• WHAT YOU NEED TO DO:
Filter the entries below down to the lines that contain the word "black", and copy each of those lines. Matching is case-sensitive.

Pointing dataset excerpts:

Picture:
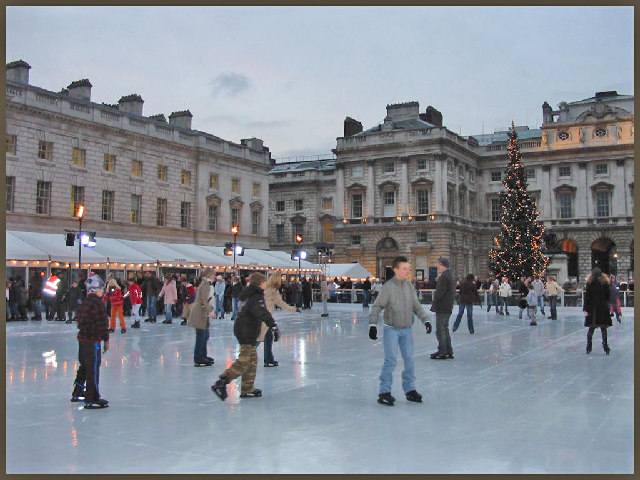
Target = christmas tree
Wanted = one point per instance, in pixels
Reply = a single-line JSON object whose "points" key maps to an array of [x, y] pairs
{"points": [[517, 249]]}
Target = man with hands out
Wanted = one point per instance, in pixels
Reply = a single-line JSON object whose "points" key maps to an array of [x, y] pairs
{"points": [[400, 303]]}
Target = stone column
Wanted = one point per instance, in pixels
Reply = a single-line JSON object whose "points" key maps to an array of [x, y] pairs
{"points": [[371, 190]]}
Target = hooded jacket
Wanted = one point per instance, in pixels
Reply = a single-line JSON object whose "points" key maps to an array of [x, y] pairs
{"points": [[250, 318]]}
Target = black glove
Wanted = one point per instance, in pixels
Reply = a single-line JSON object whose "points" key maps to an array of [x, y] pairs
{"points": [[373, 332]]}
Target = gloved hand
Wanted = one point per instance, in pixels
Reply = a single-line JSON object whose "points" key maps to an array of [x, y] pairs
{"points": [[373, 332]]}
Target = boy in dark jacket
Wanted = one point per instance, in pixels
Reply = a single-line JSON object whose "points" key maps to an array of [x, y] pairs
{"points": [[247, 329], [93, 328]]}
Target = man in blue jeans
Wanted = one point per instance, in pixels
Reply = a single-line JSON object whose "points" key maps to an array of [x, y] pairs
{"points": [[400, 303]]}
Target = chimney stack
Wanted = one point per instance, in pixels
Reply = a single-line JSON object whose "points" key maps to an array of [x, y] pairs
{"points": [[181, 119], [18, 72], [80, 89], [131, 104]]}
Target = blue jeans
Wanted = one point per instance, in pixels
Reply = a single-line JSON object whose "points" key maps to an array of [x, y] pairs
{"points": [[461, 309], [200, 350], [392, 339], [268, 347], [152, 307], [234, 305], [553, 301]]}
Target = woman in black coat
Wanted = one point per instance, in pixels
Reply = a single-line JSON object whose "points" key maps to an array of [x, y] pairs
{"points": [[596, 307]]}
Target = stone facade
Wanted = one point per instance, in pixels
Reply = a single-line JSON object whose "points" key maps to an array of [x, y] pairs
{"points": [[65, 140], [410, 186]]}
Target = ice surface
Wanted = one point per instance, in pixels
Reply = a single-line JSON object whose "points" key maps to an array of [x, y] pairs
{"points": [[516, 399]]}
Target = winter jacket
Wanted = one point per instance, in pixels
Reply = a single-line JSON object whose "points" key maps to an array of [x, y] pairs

--

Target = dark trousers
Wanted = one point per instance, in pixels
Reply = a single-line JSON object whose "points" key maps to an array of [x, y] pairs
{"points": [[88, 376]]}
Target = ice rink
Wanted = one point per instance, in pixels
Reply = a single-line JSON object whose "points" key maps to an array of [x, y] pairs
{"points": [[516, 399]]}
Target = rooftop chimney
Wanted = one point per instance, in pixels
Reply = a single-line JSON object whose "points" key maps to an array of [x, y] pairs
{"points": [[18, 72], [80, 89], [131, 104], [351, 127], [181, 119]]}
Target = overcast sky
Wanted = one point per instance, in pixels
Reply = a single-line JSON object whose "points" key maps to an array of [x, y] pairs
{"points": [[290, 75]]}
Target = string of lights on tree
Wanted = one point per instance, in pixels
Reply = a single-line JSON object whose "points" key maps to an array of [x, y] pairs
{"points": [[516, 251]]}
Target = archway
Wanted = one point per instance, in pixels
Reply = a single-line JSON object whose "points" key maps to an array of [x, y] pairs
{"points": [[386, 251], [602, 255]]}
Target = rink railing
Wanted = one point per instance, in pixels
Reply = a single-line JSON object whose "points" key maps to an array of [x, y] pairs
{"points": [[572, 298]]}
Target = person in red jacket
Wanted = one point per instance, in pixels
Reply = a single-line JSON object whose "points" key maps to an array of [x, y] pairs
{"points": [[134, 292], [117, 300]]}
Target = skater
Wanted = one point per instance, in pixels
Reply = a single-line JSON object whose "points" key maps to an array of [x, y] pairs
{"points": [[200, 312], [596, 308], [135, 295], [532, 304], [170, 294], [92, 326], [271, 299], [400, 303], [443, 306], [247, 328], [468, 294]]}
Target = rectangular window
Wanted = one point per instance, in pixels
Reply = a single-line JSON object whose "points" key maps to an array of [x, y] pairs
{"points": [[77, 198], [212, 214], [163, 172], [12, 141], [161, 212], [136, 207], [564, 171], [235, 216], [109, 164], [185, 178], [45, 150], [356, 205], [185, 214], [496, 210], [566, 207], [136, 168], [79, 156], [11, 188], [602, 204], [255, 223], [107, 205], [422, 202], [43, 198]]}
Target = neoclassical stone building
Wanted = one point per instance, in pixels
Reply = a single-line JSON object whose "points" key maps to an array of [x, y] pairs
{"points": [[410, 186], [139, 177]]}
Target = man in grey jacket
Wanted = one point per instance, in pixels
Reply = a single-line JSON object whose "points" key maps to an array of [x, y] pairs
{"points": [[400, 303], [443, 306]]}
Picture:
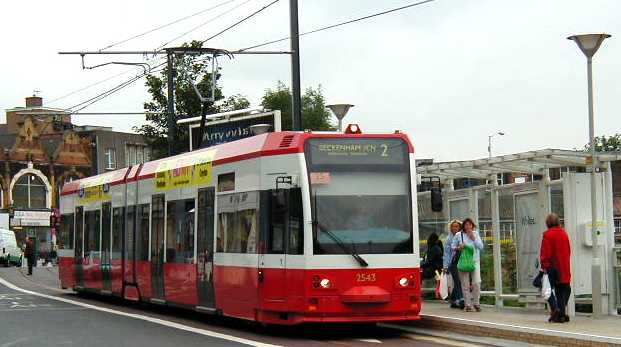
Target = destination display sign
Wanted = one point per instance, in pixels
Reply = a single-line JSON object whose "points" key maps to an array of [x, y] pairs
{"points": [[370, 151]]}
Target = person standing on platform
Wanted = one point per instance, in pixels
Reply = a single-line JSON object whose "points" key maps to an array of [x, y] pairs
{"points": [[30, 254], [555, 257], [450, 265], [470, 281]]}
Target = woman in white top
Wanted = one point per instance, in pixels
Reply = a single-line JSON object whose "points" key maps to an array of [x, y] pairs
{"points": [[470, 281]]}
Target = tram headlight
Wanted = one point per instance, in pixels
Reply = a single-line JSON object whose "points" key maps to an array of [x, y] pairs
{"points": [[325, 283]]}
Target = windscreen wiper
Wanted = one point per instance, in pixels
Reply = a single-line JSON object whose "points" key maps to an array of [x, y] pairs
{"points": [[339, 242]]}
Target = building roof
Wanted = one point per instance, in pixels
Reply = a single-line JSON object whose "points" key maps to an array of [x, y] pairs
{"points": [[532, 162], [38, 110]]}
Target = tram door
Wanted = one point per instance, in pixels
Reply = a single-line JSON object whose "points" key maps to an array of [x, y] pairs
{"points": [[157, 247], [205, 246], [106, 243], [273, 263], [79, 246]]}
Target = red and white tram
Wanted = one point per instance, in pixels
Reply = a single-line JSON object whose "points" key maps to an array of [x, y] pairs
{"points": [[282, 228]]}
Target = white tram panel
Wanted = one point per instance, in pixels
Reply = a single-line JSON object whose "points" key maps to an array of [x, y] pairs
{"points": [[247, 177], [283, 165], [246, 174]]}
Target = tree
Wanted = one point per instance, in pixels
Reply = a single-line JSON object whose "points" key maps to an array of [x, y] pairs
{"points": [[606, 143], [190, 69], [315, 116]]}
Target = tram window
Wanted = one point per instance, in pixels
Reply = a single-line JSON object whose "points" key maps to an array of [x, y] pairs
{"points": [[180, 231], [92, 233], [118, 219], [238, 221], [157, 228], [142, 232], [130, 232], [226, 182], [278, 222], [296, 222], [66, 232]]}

• EXERCISE SOLUTION:
Target = black glove
Target = woman in black coat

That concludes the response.